:: WIERSZE DANYCH
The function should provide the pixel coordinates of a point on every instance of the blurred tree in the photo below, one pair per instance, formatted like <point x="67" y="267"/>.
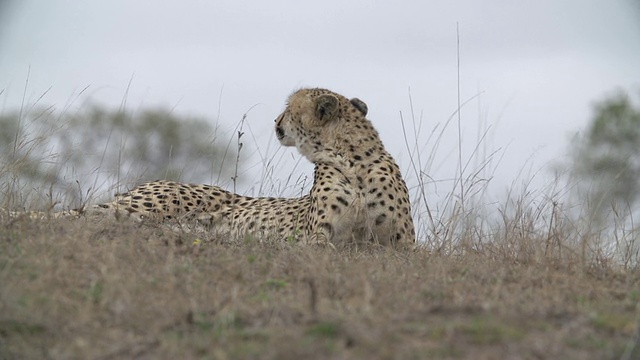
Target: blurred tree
<point x="76" y="153"/>
<point x="606" y="158"/>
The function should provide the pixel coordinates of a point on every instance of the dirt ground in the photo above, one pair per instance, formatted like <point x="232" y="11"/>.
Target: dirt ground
<point x="85" y="290"/>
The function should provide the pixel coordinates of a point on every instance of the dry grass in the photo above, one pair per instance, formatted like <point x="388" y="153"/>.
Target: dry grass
<point x="86" y="290"/>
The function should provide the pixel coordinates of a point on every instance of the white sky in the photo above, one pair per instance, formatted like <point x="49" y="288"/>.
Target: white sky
<point x="536" y="65"/>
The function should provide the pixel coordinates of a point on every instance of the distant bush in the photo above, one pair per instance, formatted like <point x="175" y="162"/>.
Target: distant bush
<point x="74" y="155"/>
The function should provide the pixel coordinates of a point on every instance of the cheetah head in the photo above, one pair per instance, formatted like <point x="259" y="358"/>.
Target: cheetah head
<point x="315" y="119"/>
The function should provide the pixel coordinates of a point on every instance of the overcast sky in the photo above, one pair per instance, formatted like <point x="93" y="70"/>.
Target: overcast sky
<point x="533" y="68"/>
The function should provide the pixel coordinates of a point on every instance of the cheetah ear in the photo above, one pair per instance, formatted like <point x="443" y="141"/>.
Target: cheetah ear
<point x="360" y="105"/>
<point x="327" y="108"/>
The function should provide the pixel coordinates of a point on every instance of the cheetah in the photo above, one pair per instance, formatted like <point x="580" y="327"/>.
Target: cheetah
<point x="358" y="193"/>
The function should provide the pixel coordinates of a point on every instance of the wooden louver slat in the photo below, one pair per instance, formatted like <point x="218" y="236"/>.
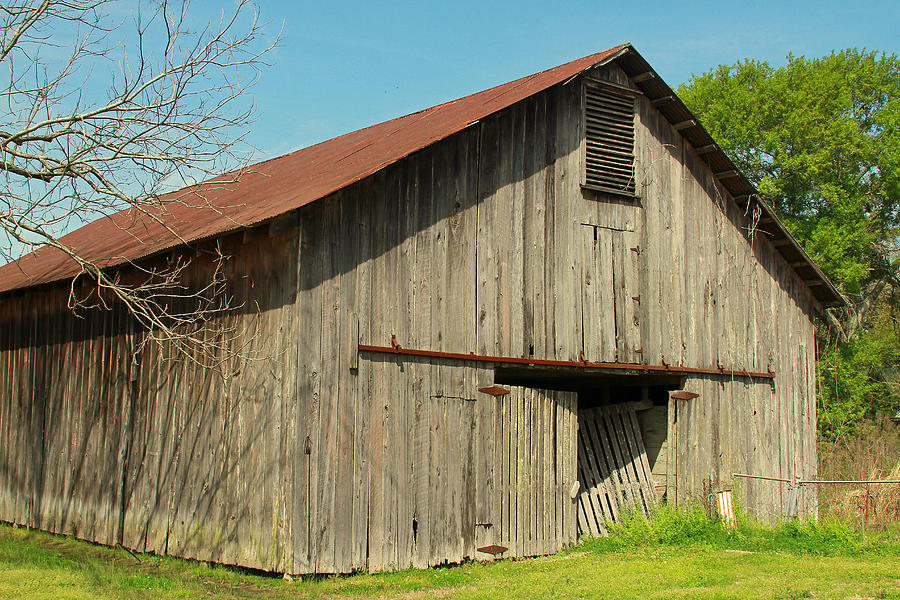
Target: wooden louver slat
<point x="609" y="133"/>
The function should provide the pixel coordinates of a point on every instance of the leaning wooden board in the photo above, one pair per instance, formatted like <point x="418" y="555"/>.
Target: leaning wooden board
<point x="613" y="469"/>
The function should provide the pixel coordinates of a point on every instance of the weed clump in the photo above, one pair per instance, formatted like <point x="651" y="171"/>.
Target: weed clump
<point x="692" y="526"/>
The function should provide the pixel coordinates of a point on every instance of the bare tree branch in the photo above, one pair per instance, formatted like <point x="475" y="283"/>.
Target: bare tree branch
<point x="104" y="113"/>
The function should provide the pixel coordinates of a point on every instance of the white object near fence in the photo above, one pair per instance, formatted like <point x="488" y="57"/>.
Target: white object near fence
<point x="725" y="507"/>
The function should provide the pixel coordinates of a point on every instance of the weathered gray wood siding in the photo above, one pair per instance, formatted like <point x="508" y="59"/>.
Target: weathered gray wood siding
<point x="315" y="457"/>
<point x="157" y="455"/>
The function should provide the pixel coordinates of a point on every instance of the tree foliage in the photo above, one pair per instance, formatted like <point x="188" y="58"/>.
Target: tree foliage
<point x="820" y="139"/>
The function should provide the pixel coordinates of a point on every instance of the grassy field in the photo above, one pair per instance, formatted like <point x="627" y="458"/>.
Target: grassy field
<point x="676" y="556"/>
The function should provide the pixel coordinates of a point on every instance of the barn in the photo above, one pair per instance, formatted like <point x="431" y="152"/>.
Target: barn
<point x="479" y="330"/>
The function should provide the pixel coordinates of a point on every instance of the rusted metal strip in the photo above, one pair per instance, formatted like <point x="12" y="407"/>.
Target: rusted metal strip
<point x="399" y="350"/>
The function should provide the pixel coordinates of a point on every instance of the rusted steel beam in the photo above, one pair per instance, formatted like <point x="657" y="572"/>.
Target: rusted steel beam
<point x="472" y="357"/>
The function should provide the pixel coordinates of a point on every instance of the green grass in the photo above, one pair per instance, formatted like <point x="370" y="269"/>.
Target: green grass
::::
(CEL) Wyodrębnij wszystkie pozycje powyżej i przepisz ich wiersze bez żadnych zmian, pomijając obrazy.

(ODPOWIEDŹ DO ZADANIA)
The function should provide the pixel coordinates of a point on every instance of the blurred tree in the photo below, one pair per instance, formatted like <point x="67" y="267"/>.
Target: blurred tree
<point x="76" y="153"/>
<point x="606" y="158"/>
The function should provide the pixel coordinates of a point on every instance of the dirt ground in the photo above, one pair per instance, formatted like <point x="232" y="11"/>.
Target: dirt ground
<point x="85" y="290"/>
The function should provide the pixel coordinates of a point on every instance of the dry grass in the photo above, one pair per instance, formatted like <point x="388" y="153"/>.
Target: dry grass
<point x="86" y="290"/>
The function should provide the pixel coordinates of a point on every instance of the white sky in the photo above, one pair per instance, formatted like <point x="49" y="288"/>.
Target: white sky
<point x="536" y="65"/>
The function should provide the pixel coordinates of a point on every instance of the distant bush in the photo above, one pair per instance, formatted like <point x="175" y="162"/>.
Target: distant bush
<point x="74" y="155"/>
The function should provide the pixel coordinates of a point on every instance of the cheetah head in the photo above, one pair per instance, formatted like <point x="259" y="358"/>.
Target: cheetah head
<point x="315" y="119"/>
The function should provide the pixel coordinates of a point on every instance of the overcast sky in the photo above, one pair per instance, formatted like <point x="93" y="70"/>.
Target: overcast sky
<point x="533" y="68"/>
The function should provide the pixel coordinates of a point on every instance of the cheetah ear in the photo above, one pair per instance, formatted like <point x="443" y="141"/>.
Target: cheetah ear
<point x="360" y="105"/>
<point x="327" y="108"/>
The function should provide the pixel coordinates of a point on every instance of the cheetah in the photo above, one pair per instance, formatted like <point x="580" y="327"/>.
Target: cheetah
<point x="358" y="193"/>
The function should provide the pixel coordinates of a point on every instance of the wooden louver slat in the photo below, one pair per instance, formatted like <point x="218" y="236"/>.
Target: wooden louver slat
<point x="609" y="133"/>
The function should provide the pixel coordinates of a point on every instance of the leaning wooden board in the photo above, one pair per instance, formatted like <point x="418" y="555"/>.
Target: leaning wooden board
<point x="613" y="469"/>
The function should provide the pixel coordinates of a point on every instance of the weed clump in the photo above, one pair per instance, formatted like <point x="651" y="171"/>.
Target: weed clump
<point x="692" y="526"/>
The function should provide the pixel coordinates of a point on every instance of the bare tree branch in the photo above, one pair per instance, formatted like <point x="475" y="283"/>.
Target: bare tree branch
<point x="104" y="113"/>
The function should provide the pixel coordinates of a point on every instance of the white object near fence in the photo above, one pair per instance, formatted like <point x="488" y="57"/>.
Target: white object near fence
<point x="725" y="507"/>
The function should provide the pixel coordinates of a point on every instance of the weathered gray wood siding in the photo above, one pair per instance, formatted like <point x="508" y="59"/>.
Target: weathered gray wood siding
<point x="315" y="457"/>
<point x="157" y="455"/>
The function should provide the pixel coordinates of a point on every instance of the tree foliage in the photo above, one pair per instance, formatted like <point x="188" y="58"/>.
Target: tree foliage
<point x="820" y="139"/>
The function should provide the pixel coordinates of a point on every instance of the grassy field in the photo above, one pair per instance, formatted like <point x="627" y="458"/>.
Target: grassy field
<point x="676" y="556"/>
The function should provide the pixel coordinates of a point on every instance of the barn in the photo above, one pair per instance, formatted like <point x="431" y="152"/>.
Target: barn
<point x="479" y="330"/>
The function should provide the pixel coordinates of a point on every instance of the rusted metal strip in the photo above, one pair per instance, formatted like <point x="12" y="407"/>.
Target: rusted metal strip
<point x="399" y="350"/>
The function should provide the pixel coordinates of a point on every instance of the rusted steel beam in the photo above, one pair per instance, formatted like <point x="657" y="572"/>.
Target: rusted steel beam
<point x="472" y="357"/>
The function should provide the pixel coordinates of a point on every instance of the green grass in the photo above, one pair per instance, formatted like <point x="370" y="269"/>.
Target: green grass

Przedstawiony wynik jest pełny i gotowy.